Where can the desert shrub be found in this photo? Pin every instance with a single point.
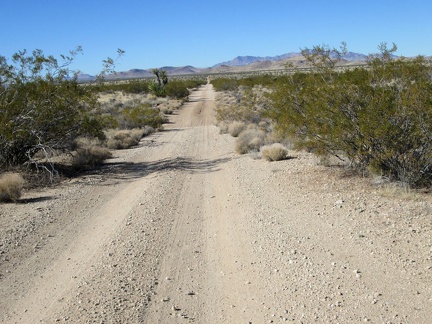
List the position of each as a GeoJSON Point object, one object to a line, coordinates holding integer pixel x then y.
{"type": "Point", "coordinates": [42, 107]}
{"type": "Point", "coordinates": [379, 118]}
{"type": "Point", "coordinates": [246, 105]}
{"type": "Point", "coordinates": [249, 140]}
{"type": "Point", "coordinates": [223, 127]}
{"type": "Point", "coordinates": [141, 115]}
{"type": "Point", "coordinates": [225, 84]}
{"type": "Point", "coordinates": [11, 185]}
{"type": "Point", "coordinates": [274, 152]}
{"type": "Point", "coordinates": [176, 89]}
{"type": "Point", "coordinates": [235, 128]}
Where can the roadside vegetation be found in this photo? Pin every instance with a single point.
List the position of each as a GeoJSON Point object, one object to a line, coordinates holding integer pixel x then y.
{"type": "Point", "coordinates": [376, 119]}
{"type": "Point", "coordinates": [52, 125]}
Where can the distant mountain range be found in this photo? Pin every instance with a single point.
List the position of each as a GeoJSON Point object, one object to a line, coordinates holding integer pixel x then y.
{"type": "Point", "coordinates": [238, 64]}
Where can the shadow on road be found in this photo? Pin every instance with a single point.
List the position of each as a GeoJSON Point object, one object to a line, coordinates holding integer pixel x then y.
{"type": "Point", "coordinates": [130, 170]}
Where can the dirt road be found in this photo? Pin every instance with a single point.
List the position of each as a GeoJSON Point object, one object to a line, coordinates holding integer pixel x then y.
{"type": "Point", "coordinates": [182, 230]}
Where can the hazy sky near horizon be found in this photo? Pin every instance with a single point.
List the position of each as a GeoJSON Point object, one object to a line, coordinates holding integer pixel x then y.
{"type": "Point", "coordinates": [203, 33]}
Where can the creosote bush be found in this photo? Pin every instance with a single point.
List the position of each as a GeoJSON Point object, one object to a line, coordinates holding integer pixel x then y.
{"type": "Point", "coordinates": [235, 128]}
{"type": "Point", "coordinates": [274, 152]}
{"type": "Point", "coordinates": [379, 118]}
{"type": "Point", "coordinates": [249, 140]}
{"type": "Point", "coordinates": [11, 185]}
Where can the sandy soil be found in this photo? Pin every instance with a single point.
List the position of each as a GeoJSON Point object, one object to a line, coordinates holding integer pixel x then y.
{"type": "Point", "coordinates": [182, 230]}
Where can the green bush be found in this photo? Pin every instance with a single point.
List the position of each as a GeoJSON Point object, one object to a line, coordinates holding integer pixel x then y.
{"type": "Point", "coordinates": [378, 118]}
{"type": "Point", "coordinates": [140, 116]}
{"type": "Point", "coordinates": [274, 152]}
{"type": "Point", "coordinates": [11, 185]}
{"type": "Point", "coordinates": [249, 140]}
{"type": "Point", "coordinates": [41, 108]}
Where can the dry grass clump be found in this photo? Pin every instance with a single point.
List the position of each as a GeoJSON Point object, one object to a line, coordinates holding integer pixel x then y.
{"type": "Point", "coordinates": [223, 127]}
{"type": "Point", "coordinates": [274, 152]}
{"type": "Point", "coordinates": [89, 153]}
{"type": "Point", "coordinates": [236, 127]}
{"type": "Point", "coordinates": [249, 140]}
{"type": "Point", "coordinates": [11, 185]}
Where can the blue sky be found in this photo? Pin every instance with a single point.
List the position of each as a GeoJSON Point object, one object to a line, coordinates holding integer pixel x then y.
{"type": "Point", "coordinates": [202, 33]}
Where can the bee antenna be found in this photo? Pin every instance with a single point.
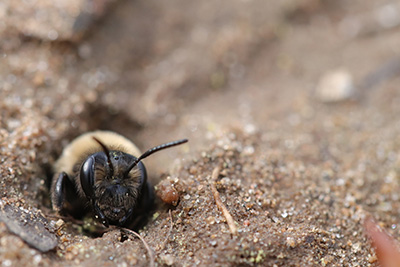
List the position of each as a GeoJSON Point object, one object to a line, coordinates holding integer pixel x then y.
{"type": "Point", "coordinates": [153, 150]}
{"type": "Point", "coordinates": [105, 149]}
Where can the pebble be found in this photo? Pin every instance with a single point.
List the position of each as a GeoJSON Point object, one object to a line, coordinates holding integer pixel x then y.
{"type": "Point", "coordinates": [335, 86]}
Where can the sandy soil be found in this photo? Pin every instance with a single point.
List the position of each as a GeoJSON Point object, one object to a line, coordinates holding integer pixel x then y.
{"type": "Point", "coordinates": [239, 79]}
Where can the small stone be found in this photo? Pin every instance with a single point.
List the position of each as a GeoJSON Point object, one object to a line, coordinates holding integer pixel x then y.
{"type": "Point", "coordinates": [335, 86]}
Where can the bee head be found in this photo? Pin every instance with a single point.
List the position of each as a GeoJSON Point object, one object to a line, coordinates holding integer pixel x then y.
{"type": "Point", "coordinates": [112, 182]}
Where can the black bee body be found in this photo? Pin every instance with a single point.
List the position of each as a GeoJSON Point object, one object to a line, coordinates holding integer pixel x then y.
{"type": "Point", "coordinates": [99, 173]}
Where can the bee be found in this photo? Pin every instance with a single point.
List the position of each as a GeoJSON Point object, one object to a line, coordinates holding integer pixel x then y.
{"type": "Point", "coordinates": [101, 172]}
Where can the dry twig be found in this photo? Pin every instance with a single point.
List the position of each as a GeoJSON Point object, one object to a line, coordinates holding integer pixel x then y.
{"type": "Point", "coordinates": [218, 201]}
{"type": "Point", "coordinates": [169, 233]}
{"type": "Point", "coordinates": [149, 250]}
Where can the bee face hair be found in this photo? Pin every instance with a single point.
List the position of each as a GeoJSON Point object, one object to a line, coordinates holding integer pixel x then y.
{"type": "Point", "coordinates": [112, 181]}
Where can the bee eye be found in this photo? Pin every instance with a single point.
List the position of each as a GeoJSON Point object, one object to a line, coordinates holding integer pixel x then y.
{"type": "Point", "coordinates": [87, 176]}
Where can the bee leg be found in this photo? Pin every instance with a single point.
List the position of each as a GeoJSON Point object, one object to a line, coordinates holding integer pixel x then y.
{"type": "Point", "coordinates": [59, 193]}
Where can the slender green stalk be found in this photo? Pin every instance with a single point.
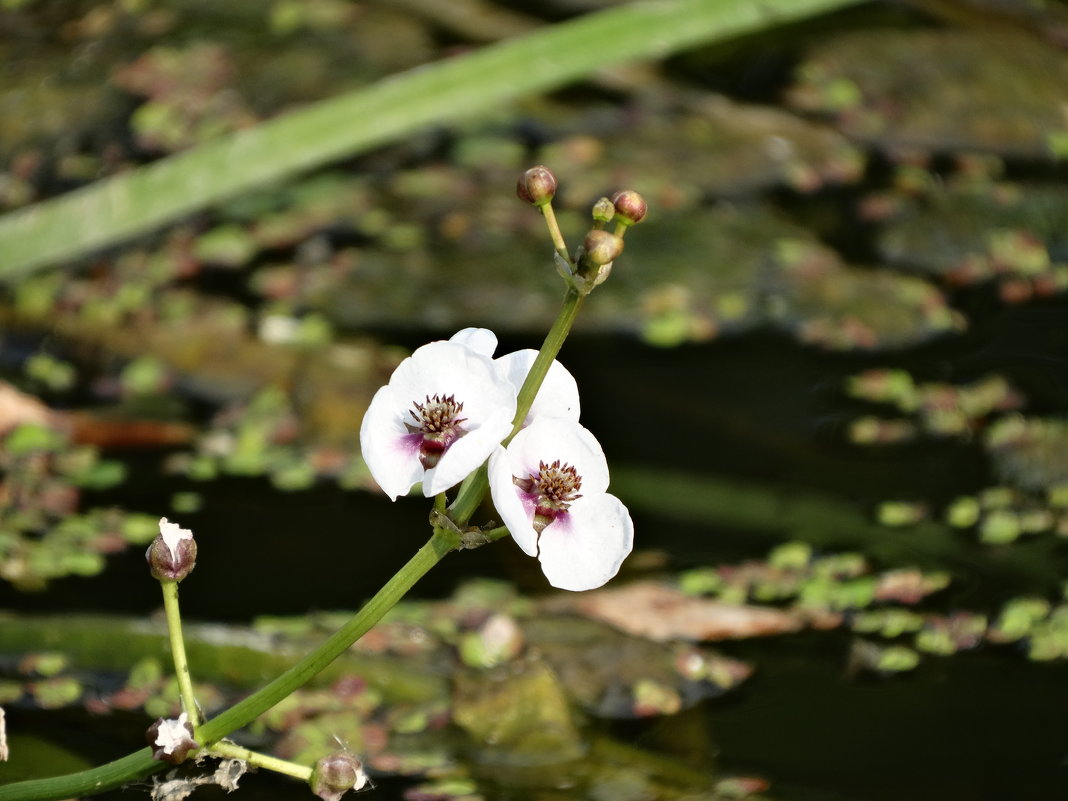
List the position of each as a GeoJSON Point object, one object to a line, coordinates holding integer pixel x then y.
{"type": "Point", "coordinates": [141, 764]}
{"type": "Point", "coordinates": [178, 652]}
{"type": "Point", "coordinates": [474, 488]}
{"type": "Point", "coordinates": [558, 238]}
{"type": "Point", "coordinates": [231, 751]}
{"type": "Point", "coordinates": [138, 201]}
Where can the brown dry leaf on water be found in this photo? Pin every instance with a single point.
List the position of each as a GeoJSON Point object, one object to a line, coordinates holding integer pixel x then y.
{"type": "Point", "coordinates": [661, 612]}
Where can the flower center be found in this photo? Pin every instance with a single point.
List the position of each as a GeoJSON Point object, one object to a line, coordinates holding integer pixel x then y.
{"type": "Point", "coordinates": [553, 489]}
{"type": "Point", "coordinates": [439, 423]}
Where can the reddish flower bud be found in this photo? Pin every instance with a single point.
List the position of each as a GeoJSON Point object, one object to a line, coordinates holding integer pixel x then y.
{"type": "Point", "coordinates": [630, 206]}
{"type": "Point", "coordinates": [536, 186]}
{"type": "Point", "coordinates": [335, 774]}
{"type": "Point", "coordinates": [171, 740]}
{"type": "Point", "coordinates": [172, 554]}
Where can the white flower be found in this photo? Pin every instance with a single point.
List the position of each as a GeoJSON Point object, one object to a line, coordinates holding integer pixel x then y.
{"type": "Point", "coordinates": [549, 488]}
{"type": "Point", "coordinates": [444, 410]}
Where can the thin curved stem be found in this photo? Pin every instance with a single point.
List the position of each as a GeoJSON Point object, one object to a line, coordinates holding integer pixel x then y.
{"type": "Point", "coordinates": [140, 764]}
{"type": "Point", "coordinates": [178, 652]}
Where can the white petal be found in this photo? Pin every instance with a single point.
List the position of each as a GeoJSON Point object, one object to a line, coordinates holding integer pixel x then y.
{"type": "Point", "coordinates": [449, 368]}
{"type": "Point", "coordinates": [173, 534]}
{"type": "Point", "coordinates": [548, 439]}
{"type": "Point", "coordinates": [559, 394]}
{"type": "Point", "coordinates": [508, 504]}
{"type": "Point", "coordinates": [481, 340]}
{"type": "Point", "coordinates": [584, 548]}
{"type": "Point", "coordinates": [391, 455]}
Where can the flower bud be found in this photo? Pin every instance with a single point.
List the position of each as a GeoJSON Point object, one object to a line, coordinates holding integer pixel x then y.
{"type": "Point", "coordinates": [603, 210]}
{"type": "Point", "coordinates": [630, 206]}
{"type": "Point", "coordinates": [336, 773]}
{"type": "Point", "coordinates": [171, 740]}
{"type": "Point", "coordinates": [599, 248]}
{"type": "Point", "coordinates": [172, 554]}
{"type": "Point", "coordinates": [536, 186]}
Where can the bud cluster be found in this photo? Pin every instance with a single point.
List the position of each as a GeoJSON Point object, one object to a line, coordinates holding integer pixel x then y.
{"type": "Point", "coordinates": [593, 261]}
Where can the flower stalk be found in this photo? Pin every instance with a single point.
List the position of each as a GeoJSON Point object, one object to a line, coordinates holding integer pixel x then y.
{"type": "Point", "coordinates": [228, 750]}
{"type": "Point", "coordinates": [178, 652]}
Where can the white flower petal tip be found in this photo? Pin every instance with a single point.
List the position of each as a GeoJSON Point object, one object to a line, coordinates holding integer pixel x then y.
{"type": "Point", "coordinates": [480, 340]}
{"type": "Point", "coordinates": [172, 534]}
{"type": "Point", "coordinates": [549, 488]}
{"type": "Point", "coordinates": [443, 411]}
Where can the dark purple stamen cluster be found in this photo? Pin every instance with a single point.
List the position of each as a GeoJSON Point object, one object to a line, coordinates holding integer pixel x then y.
{"type": "Point", "coordinates": [555, 487]}
{"type": "Point", "coordinates": [439, 423]}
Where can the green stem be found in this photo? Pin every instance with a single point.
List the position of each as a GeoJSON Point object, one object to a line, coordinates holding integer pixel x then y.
{"type": "Point", "coordinates": [140, 764]}
{"type": "Point", "coordinates": [558, 238]}
{"type": "Point", "coordinates": [474, 487]}
{"type": "Point", "coordinates": [178, 653]}
{"type": "Point", "coordinates": [550, 348]}
{"type": "Point", "coordinates": [231, 751]}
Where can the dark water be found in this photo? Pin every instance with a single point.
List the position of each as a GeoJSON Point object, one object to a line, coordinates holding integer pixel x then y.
{"type": "Point", "coordinates": [984, 725]}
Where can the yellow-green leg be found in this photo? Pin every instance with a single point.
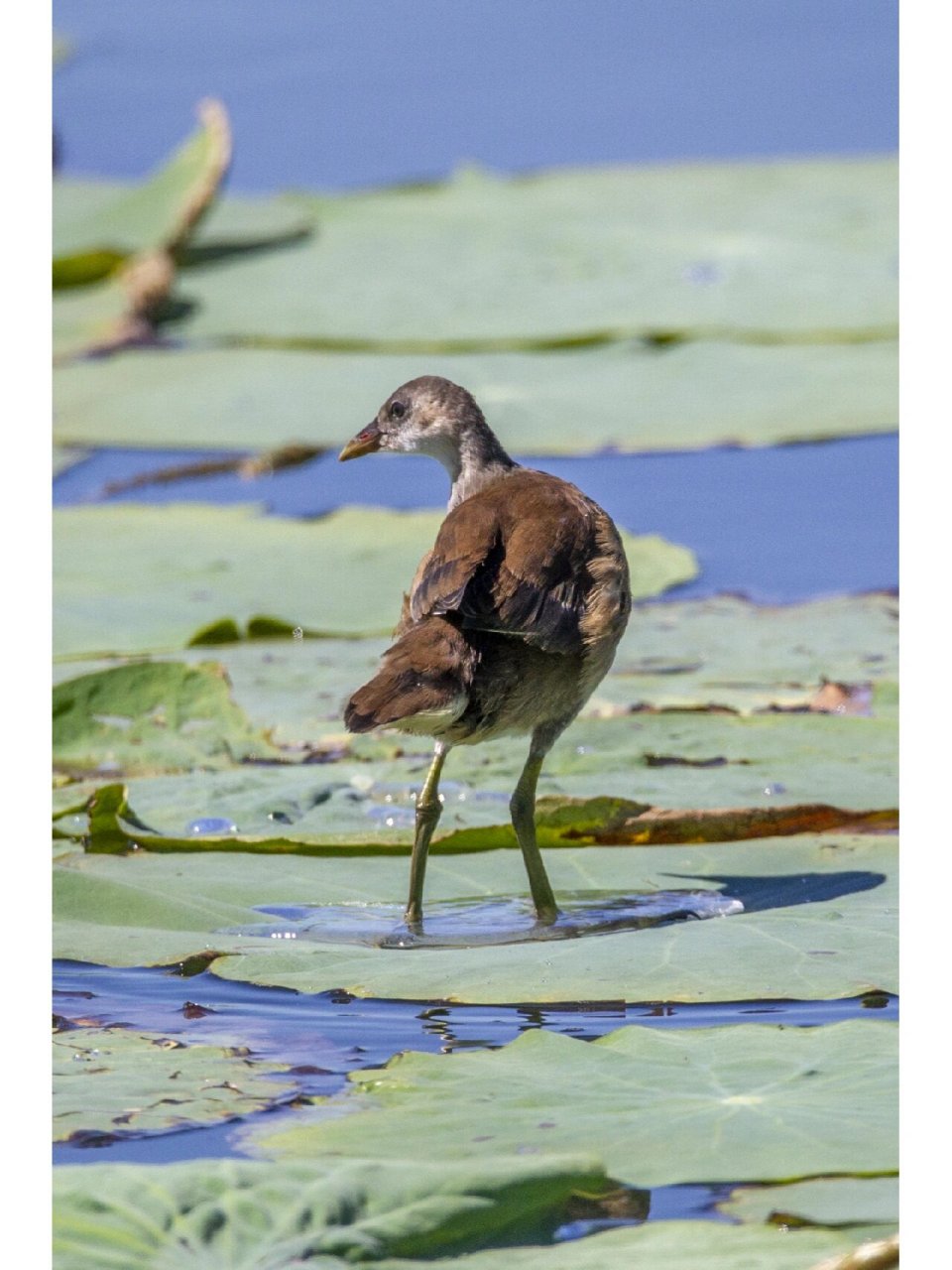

......

-- Exercise description --
Whenever a line in the material contains the word "petal", copy that line.

-- Solved exercise --
Where can the white petal be found in this photo? Pin every instance with a single point.
Where can the white flower petal tip be found in this photo? Pin every instance with a single point.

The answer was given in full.